Description of the task: Reproduce all of the material below verbatim, omitting the pictures.

Supplied data:
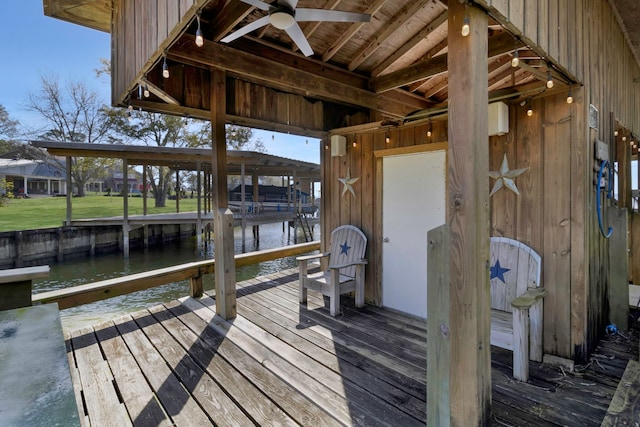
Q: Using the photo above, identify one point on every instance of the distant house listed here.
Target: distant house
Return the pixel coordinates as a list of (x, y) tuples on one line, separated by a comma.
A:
[(268, 193), (33, 177)]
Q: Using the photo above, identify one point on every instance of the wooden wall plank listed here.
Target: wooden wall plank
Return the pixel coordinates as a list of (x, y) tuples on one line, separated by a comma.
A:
[(557, 230)]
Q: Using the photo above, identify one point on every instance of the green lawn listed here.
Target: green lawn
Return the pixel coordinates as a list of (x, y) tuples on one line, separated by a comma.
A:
[(27, 214)]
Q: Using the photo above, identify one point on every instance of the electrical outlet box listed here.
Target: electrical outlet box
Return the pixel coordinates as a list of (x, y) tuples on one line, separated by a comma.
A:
[(602, 150)]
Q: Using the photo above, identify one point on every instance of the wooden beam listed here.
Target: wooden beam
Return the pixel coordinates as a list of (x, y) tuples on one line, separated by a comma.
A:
[(388, 31), (406, 47), (269, 73), (353, 29), (498, 45), (468, 218), (160, 93), (223, 218)]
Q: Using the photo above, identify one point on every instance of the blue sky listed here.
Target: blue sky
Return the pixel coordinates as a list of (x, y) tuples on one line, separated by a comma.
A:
[(33, 45)]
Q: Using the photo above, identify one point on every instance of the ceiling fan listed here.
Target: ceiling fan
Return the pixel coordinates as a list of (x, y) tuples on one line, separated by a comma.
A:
[(283, 15)]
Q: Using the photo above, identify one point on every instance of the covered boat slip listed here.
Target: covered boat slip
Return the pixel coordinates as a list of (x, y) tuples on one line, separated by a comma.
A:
[(281, 363)]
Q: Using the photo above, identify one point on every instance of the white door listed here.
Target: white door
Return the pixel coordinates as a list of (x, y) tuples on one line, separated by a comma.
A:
[(413, 202)]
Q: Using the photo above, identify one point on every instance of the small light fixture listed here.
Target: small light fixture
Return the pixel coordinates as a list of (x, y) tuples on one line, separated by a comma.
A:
[(199, 38), (515, 60), (165, 68), (465, 26)]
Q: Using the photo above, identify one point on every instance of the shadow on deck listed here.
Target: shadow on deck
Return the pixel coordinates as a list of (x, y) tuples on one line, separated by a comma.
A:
[(279, 363)]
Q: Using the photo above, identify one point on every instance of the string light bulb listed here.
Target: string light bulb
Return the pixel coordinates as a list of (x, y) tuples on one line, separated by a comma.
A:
[(199, 38), (515, 60), (165, 68), (465, 26)]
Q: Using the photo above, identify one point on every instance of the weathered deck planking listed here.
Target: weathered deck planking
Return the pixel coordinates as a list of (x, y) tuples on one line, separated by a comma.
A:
[(280, 363)]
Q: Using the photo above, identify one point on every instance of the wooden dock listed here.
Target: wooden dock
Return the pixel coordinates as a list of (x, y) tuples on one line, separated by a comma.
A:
[(279, 363)]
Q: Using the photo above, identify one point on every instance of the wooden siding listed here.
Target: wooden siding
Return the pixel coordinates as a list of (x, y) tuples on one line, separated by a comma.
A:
[(549, 215), (583, 38), (142, 29)]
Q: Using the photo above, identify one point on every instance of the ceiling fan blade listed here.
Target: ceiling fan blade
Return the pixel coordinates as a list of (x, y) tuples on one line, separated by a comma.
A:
[(299, 39), (330, 16), (259, 4), (258, 23), (291, 3)]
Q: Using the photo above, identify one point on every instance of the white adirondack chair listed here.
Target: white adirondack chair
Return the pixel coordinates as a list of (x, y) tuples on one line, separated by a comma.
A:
[(516, 302), (346, 268)]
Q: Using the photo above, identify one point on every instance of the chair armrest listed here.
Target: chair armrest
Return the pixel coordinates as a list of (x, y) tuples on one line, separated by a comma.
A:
[(528, 299), (349, 264), (314, 256)]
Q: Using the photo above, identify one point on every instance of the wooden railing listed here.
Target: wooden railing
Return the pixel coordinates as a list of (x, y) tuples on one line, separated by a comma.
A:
[(193, 272)]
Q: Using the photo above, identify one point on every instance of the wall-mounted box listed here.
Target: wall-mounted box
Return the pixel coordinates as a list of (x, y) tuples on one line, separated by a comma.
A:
[(498, 118), (338, 146)]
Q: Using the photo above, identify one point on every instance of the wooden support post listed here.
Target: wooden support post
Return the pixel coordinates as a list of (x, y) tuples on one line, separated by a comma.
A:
[(144, 191), (223, 218), (69, 191), (619, 262), (125, 200), (60, 236), (243, 205), (225, 264), (177, 191), (198, 201), (196, 287), (468, 218), (17, 244), (438, 330)]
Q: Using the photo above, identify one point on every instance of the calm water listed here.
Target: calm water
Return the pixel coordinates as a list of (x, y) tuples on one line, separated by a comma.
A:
[(78, 272)]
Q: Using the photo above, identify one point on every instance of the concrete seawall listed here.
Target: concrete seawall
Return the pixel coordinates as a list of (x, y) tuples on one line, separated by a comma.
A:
[(27, 248)]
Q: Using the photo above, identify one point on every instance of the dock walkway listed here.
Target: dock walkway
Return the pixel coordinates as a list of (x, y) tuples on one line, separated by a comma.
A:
[(279, 363)]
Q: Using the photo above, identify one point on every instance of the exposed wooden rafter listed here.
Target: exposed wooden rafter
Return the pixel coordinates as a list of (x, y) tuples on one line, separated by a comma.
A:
[(498, 44), (389, 30)]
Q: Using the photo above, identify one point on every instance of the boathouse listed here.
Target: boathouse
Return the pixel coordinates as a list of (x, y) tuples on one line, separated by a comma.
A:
[(535, 99)]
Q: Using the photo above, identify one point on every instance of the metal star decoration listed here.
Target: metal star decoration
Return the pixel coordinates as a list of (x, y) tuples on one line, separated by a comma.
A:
[(497, 271), (348, 183), (505, 177)]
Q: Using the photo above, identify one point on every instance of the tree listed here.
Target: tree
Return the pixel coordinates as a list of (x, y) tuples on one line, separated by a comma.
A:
[(75, 114), (163, 131), (8, 129)]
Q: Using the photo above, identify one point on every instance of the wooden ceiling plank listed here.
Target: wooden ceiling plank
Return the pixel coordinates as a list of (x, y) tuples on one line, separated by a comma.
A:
[(399, 53), (498, 45), (353, 29), (398, 22), (309, 28), (229, 18), (289, 79)]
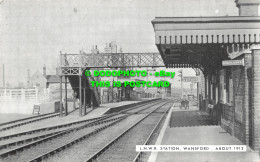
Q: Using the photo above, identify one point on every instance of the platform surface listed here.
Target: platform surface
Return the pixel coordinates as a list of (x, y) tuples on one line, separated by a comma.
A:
[(186, 128)]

Answer in full:
Q: Using the photo above, identify one point on every instance of the distant house listed here.
Target: distant house
Return the pixel coordinates as a list of (x, y) tuples on one line, separated by a comma.
A:
[(268, 193), (33, 177)]
Q: Using the photo above, identify one point on every instance of the wooden wall plank listed here.
Target: wooden wall plank
Return the pixel coordinates as a list of (x, y) tuples on one line, separated by a comma.
A:
[(557, 230)]
Q: Using the photo above, identify one point on every instance of the green lawn listed here.
Target: green lawn
Return the pixel coordinates as a list of (x, y) tuples on one line, separated by a comma.
A:
[(27, 214)]
Q: Using the photo above, identify one point on every instance of the electrical outlet box listed here.
Target: electrical outlet box
Return the pixel coordinates as a list of (x, y) tuples on one line, separated by a comma.
A:
[(602, 150)]
Q: Using the photo above, identify one point on every instance of the wooden beam listed here.
Target: wooden beam
Return the pixel coordinates as a list of (x, y) tuples on one line, separated by a comma.
A:
[(388, 31), (406, 47), (269, 73), (353, 29), (498, 45), (468, 218), (160, 93), (223, 218)]
Q: Using the photo above, identify one point on every instance of the blue sky listed here.
Target: blue sky
Return the pixel coordinates as a list of (x, y) tuples on one line, separated by a comma.
A:
[(33, 45)]
Q: Using the photo above, identify one point on every instance of the ceiling fan listed here.
Target: ceiling fan
Return the pixel coordinates as a list of (x, y) tuples on one line, separated by a comma.
A:
[(283, 15)]
Q: Using the photo above, identify one point on every instance of the covered boat slip listed here.
Target: covered boat slip
Return the pixel coordinates as a list of (x, y) tuples on one line, separated by a comma.
A:
[(281, 363)]
Q: Using the photo above, identify one point on every instance of the white door listed here.
Target: white door
Return the pixel coordinates as a list of (x, y) tuples on one line, separated by a comma.
A:
[(413, 202)]
Q: Using the photo above, identify one point on every instance of the small light fixture listed here.
Target: small light fixture
Return the pixel coordinates as a list of (x, y) tuples on one line, separated by a comma.
A:
[(199, 38), (515, 60), (165, 68), (465, 26)]
Q: Using the photo above, identify one point on every instance of the shadow on deck listed here.
Target: shadow on deck
Return the pixel coordinates as a list of (x, y) tuples on one line, separated by a comma.
A:
[(279, 363)]
Q: Using the photo above, identify one point on every instance of the string light bulb listed here.
Target: string light bulb
Return the pixel coordinates as a list of (x, y) tuples on one line, separated by a comma.
A:
[(199, 38), (515, 60), (165, 68), (465, 26)]
Q: Using the photo above, identify one point on every instance of the weathered deck planking listed here.
Target: weathered deck planking
Return the pixel coordinates as a list of (x, y) tuples on one line, separated by a comma.
A:
[(280, 363)]
Q: Using the photo above, identify one point on every instance of the wooden dock listed here.
Target: wooden dock
Return the pixel coordinates as a list of (x, y) tuples on one line, separated by a comma.
A:
[(279, 363)]
Q: Using the photo above, identify one point on every instance of the wooden siding listed here.
Target: wooden siding
Return the pixel coordinates as a list of (x, y) tuples on one line, separated by a comma.
A:
[(549, 215), (583, 38), (142, 29)]
Q: Using the photo above, identify one point on every instance of the ceiling fan blade listed here.
Target: ceiling fan blade
Return the pixel coordinates as a list of (x, y) tuples on one line, separated by a comma.
A:
[(299, 39), (330, 16), (259, 4), (258, 23), (291, 3)]
Q: Using the photo above, identify one point on every instance of the white adirondack chair listed here.
Target: white adirondack chair
Return the pixel coordinates as a list of (x, y) tuples on one line, separated by a comma.
A:
[(516, 302), (346, 268)]
Q: Using the photo above, identify one point on every instance of the chair armrest listed here.
Target: chair armrest
Return the pixel coordinates as a list of (x, y) tuples on one line, separated by a comma.
A:
[(528, 299), (349, 264), (314, 256)]
Q: Using the photo above, identify one point on every instance of the wooden railing listed here.
Target: wooden railing
Return the pixel coordinates as a list of (x, y) tuples on one line, separated by a comma.
A:
[(193, 272)]
Q: Using the photo above, identify one point on every instance of the wall-mounted box listed here.
Target: wall-mounted box
Return the pixel coordinates as a list of (x, y) tuples on one line, separated by a comma.
A:
[(498, 118), (338, 146)]
Q: Using the photo above, identify one point on every instance of the wooden support post listed here.
Target: wooden support post
Return the pixel coordinates as a list of (x, y) tuples on one line, separated by a comma.
A:
[(144, 191), (223, 218), (69, 191), (619, 262), (125, 200), (60, 236), (243, 205), (225, 264), (177, 191), (198, 201), (196, 287), (468, 218), (17, 244), (438, 330)]
Q: Using the photo above, identify one point on every instance of the calm water listed here.
Target: calm water
Return the pixel coordinates as a list of (x, y) tuples on one line, separated by a comma.
A:
[(78, 272)]
Q: Using the photo above, identify one point on every instance of the concrete seawall listed here.
Target: concrete seawall
Return the pixel coordinates as a list of (x, y) tuples on one line, separated by a comma.
A:
[(27, 248)]
Q: Using the photo above, identify one point on every instance of the dock walkway listed here.
Target: dock walkway
Return the pixel coordinates as a list of (x, y) tuples on one line, separated by a comma.
A:
[(279, 363)]
Q: Using the photo above, identify one point on every instance of the exposed wooden rafter listed here.
Target: exposed wooden rafter
Return the pixel coordinates as a list of (x, y) tuples on one line, separated by a comma.
A:
[(498, 44), (389, 30)]
Q: Using the photo above, identify one point on every instance of the boathouse listed here.
Target: boathouse
Return the pixel coordinates as a list of (x, y) tuples on one line, separated by a comma.
A:
[(535, 99)]
Q: Using the photo above, identify one point on every instance of the metal star decoration listed here.
Target: metal star decoration
Return the pixel coordinates as a list of (x, y) tuples on one line, separated by a comma.
A:
[(497, 271), (348, 183), (505, 177)]
Q: Using the photo above, identify one point on every instance of the tree listed here.
Target: tree
Return the pixel coordinates as a list of (x, y) tuples on one line, separated by a comma.
A:
[(75, 114), (163, 131), (8, 129)]
Q: Using the photo above, identify one point on every instance of the wooden ceiling plank listed here.
Target: wooden ceiling plank
Return the pixel coordinates as a list of (x, y) tuples on one line, separated by a comma.
A:
[(399, 53), (498, 45), (353, 29), (398, 22), (309, 28), (229, 18), (289, 79)]
Q: Using the photo above, identify one point on every instance of the platform surface listed here.
Target: platform surface
Return the pixel coordinates as a list of (x, y) tuples on one line, separated by a comma.
A:
[(186, 128)]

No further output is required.